## How to complete this task
When "below" occurs in a line of the material, copy that line.

▽

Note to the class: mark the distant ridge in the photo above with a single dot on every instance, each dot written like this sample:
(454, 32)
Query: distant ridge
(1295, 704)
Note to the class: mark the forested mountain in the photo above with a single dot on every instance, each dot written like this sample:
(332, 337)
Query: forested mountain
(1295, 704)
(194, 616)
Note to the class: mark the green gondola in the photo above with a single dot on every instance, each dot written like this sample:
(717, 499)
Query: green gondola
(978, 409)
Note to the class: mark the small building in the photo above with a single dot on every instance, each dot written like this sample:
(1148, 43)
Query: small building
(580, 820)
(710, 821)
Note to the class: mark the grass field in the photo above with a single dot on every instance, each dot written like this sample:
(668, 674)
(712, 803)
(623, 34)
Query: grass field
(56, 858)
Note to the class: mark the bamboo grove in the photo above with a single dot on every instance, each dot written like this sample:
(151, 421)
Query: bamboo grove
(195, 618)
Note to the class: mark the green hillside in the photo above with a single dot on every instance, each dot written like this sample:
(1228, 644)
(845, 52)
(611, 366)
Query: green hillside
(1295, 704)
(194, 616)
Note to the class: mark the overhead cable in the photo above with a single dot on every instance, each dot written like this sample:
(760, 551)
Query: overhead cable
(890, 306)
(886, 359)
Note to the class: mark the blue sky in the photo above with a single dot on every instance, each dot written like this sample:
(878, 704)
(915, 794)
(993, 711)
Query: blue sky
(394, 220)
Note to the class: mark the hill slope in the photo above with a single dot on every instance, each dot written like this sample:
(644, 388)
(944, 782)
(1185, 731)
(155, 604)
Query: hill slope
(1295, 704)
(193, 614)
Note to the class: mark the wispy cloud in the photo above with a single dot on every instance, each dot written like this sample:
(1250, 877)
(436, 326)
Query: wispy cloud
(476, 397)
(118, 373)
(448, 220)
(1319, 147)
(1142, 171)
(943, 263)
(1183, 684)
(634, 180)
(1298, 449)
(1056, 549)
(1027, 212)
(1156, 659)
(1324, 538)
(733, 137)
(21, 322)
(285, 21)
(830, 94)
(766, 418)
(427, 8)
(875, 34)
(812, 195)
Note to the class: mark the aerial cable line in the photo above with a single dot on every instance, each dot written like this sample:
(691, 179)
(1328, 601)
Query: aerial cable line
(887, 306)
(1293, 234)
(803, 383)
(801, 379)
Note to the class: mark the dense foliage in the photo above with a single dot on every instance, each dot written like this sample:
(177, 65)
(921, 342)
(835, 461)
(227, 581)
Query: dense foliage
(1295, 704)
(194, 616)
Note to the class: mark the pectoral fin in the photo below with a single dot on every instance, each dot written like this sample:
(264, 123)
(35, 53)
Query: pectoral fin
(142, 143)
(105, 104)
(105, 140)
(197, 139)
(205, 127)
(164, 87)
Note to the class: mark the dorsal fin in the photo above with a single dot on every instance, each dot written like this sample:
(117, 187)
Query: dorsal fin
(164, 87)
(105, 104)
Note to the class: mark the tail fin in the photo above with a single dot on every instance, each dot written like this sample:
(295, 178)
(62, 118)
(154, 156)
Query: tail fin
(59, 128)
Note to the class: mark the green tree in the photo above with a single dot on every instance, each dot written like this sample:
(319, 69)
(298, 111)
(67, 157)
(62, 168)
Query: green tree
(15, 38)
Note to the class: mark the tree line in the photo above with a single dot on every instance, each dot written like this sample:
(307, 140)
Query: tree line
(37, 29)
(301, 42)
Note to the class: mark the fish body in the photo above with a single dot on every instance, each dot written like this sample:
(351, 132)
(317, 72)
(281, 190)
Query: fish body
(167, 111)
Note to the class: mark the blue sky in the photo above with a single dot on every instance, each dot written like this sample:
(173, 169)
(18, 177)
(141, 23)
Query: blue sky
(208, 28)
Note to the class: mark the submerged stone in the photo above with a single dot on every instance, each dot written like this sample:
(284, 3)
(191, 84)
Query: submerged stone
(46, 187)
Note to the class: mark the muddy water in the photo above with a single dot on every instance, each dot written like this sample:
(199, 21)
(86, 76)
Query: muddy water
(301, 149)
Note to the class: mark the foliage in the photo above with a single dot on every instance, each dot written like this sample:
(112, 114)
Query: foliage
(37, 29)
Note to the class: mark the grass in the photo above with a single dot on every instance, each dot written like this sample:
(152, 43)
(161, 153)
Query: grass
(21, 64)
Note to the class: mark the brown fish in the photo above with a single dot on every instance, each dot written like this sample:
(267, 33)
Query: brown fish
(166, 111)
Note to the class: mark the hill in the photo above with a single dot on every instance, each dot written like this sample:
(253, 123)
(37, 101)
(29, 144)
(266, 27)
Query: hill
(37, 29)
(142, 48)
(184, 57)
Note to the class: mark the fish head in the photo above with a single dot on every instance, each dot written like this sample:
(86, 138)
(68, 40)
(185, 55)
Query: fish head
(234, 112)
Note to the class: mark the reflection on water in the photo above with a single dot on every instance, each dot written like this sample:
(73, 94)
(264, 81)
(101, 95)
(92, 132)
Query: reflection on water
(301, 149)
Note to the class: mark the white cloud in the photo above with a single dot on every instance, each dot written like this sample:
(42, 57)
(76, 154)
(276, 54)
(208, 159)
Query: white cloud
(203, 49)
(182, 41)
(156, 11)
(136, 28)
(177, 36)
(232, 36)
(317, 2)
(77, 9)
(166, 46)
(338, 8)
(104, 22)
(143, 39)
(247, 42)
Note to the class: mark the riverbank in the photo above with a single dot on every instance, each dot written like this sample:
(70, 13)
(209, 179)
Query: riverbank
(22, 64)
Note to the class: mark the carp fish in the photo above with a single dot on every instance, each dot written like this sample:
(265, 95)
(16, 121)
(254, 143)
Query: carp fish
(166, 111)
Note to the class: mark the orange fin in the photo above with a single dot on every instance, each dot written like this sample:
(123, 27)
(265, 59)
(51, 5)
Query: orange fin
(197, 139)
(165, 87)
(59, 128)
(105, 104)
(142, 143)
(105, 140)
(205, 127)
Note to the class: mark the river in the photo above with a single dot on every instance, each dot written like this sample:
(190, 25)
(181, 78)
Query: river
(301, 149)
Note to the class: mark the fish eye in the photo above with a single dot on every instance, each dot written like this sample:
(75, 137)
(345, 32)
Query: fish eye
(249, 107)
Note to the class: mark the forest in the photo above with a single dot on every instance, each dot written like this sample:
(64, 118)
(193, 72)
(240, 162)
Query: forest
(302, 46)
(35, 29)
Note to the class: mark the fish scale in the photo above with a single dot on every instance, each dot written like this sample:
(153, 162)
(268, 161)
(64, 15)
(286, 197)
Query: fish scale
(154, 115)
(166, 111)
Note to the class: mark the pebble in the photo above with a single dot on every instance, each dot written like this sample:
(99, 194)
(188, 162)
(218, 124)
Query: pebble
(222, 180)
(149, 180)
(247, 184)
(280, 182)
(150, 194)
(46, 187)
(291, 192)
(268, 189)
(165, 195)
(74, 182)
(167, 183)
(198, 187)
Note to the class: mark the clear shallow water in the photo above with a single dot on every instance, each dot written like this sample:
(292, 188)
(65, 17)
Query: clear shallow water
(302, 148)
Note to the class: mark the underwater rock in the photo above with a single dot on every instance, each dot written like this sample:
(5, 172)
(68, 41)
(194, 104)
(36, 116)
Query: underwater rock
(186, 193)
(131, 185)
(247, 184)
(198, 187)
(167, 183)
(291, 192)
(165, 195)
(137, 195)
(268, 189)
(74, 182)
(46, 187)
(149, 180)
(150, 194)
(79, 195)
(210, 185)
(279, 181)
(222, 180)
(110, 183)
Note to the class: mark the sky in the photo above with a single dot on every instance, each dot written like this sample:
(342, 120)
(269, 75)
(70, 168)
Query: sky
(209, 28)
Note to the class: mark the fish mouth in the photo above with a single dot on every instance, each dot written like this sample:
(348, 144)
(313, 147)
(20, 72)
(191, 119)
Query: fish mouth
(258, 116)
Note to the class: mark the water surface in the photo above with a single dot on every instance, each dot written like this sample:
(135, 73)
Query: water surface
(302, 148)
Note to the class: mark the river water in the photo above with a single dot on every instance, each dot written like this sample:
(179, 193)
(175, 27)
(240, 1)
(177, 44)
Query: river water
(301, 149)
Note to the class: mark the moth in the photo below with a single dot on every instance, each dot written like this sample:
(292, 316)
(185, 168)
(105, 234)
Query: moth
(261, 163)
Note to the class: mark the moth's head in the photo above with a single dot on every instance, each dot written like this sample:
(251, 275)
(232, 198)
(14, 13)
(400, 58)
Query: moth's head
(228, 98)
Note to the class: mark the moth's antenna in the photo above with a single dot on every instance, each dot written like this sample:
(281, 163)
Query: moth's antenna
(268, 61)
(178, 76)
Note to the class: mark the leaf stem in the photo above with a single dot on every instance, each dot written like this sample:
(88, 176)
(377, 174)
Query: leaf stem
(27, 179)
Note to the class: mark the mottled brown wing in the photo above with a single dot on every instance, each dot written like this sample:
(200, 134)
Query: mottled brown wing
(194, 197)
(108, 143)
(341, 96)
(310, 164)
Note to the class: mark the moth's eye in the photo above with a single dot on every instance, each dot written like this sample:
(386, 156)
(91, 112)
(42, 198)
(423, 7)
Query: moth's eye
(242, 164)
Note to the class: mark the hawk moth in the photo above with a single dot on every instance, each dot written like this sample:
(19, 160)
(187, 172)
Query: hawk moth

△

## Response to the task
Note to the class: mark the pectoral fin in the photo below with a single dot on every instance, each dot written like this sample:
Note to the class: mark the moth in the photo below with a single dot on every instance, each dot written like this sample:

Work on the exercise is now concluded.